> [Exercise prompt]:
Look below for lines that hold the string "hillside" and copy each one.

> [Material provided]:
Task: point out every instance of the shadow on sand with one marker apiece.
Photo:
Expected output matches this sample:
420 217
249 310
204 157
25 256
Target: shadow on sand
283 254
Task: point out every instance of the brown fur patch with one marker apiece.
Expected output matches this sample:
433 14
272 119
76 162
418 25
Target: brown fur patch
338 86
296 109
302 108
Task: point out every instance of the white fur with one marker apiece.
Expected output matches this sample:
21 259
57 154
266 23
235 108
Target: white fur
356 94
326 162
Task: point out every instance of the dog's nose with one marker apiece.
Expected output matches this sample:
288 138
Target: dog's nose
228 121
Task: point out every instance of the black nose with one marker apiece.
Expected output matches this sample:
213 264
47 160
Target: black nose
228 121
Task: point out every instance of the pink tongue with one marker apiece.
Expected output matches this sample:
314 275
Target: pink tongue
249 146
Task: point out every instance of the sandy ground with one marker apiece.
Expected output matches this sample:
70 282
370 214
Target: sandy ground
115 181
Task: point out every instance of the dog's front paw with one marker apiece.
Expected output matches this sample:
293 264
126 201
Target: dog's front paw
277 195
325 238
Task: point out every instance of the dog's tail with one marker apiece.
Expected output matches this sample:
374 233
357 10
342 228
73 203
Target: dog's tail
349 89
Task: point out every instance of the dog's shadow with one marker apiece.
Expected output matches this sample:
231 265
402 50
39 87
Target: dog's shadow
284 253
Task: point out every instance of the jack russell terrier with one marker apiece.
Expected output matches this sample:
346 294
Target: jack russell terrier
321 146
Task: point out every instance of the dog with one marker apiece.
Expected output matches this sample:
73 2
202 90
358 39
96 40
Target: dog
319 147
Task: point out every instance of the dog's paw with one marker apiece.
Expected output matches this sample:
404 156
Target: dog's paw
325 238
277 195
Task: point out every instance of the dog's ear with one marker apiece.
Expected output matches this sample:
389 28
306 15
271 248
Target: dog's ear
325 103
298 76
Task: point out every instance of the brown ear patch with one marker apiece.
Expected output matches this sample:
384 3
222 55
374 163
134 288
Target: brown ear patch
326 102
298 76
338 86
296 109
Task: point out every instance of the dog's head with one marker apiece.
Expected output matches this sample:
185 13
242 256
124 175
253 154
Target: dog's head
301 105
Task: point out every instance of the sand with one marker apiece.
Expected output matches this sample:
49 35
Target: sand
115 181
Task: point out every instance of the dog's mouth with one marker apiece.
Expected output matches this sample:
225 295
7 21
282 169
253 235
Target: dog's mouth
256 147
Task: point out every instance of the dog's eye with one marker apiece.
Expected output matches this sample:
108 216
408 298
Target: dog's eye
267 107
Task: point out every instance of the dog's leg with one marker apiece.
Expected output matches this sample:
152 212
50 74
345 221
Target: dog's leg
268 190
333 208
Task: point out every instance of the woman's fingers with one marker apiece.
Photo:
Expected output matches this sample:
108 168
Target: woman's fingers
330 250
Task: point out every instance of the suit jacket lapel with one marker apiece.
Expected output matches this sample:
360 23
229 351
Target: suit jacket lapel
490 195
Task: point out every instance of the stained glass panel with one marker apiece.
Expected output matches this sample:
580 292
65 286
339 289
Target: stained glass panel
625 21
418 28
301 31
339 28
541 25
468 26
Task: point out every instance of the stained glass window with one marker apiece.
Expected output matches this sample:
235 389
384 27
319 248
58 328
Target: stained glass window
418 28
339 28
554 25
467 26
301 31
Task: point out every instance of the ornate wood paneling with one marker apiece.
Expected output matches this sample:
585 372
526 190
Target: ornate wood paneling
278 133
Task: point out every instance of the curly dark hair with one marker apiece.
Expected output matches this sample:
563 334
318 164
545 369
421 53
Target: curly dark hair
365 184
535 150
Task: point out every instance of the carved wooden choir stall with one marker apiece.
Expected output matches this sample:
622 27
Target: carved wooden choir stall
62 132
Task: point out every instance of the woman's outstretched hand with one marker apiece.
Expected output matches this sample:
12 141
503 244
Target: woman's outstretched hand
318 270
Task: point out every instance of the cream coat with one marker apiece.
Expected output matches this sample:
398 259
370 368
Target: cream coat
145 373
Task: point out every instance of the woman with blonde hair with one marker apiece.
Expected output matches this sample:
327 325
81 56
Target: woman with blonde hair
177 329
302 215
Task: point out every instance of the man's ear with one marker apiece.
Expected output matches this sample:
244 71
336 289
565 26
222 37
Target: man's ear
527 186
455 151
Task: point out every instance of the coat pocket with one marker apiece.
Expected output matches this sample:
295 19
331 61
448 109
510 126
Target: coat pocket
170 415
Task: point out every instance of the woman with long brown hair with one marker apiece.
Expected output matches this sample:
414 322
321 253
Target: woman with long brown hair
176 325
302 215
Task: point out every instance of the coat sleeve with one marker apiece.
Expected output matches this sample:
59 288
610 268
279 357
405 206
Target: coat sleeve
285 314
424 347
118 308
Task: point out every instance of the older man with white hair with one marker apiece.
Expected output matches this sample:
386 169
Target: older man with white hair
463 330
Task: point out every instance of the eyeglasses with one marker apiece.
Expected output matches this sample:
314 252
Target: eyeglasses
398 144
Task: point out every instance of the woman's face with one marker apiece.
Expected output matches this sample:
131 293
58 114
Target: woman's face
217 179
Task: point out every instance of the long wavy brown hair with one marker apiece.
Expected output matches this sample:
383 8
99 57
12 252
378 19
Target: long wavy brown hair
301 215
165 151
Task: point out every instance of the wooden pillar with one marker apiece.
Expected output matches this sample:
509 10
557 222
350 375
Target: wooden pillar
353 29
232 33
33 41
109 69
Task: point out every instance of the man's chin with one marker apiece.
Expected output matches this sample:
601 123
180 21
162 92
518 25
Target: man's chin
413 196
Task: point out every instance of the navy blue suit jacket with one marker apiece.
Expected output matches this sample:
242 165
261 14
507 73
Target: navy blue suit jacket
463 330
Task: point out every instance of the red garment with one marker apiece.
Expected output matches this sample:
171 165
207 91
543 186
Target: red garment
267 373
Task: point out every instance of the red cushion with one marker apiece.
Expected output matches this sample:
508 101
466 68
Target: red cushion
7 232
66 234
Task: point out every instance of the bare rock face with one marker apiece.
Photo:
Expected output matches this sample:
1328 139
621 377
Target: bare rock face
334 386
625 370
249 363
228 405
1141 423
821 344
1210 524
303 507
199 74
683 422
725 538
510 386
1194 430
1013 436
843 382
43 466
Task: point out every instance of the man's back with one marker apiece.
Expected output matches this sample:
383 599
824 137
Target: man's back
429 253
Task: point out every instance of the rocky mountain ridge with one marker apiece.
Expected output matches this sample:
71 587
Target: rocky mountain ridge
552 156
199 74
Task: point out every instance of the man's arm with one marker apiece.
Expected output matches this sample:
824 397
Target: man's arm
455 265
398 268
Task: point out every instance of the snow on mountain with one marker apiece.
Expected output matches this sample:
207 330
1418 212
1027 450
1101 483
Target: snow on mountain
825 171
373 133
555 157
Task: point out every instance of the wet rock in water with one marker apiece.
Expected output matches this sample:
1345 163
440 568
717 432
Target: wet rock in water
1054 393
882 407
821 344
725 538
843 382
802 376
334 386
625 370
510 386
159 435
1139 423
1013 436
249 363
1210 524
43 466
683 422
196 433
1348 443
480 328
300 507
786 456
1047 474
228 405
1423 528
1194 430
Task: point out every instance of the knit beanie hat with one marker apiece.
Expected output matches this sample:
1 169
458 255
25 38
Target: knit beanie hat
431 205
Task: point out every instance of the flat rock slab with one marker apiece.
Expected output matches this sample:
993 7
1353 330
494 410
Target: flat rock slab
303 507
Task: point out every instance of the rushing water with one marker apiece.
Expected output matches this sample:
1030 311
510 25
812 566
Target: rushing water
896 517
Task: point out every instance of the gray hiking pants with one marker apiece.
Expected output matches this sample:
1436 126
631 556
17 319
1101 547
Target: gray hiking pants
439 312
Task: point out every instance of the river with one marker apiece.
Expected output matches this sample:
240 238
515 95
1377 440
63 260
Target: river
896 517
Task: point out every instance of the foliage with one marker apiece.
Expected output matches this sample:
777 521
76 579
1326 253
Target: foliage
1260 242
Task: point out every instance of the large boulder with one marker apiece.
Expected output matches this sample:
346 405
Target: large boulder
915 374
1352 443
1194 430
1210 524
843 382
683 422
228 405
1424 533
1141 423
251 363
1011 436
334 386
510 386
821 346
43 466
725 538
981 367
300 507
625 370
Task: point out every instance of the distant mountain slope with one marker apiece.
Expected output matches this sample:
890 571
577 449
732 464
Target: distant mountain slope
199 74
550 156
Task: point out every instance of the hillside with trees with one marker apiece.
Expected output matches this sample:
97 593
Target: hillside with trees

> [Response to this task]:
Task: point out every instance of the hillside with trees with one marker apiece.
Target: hillside with trees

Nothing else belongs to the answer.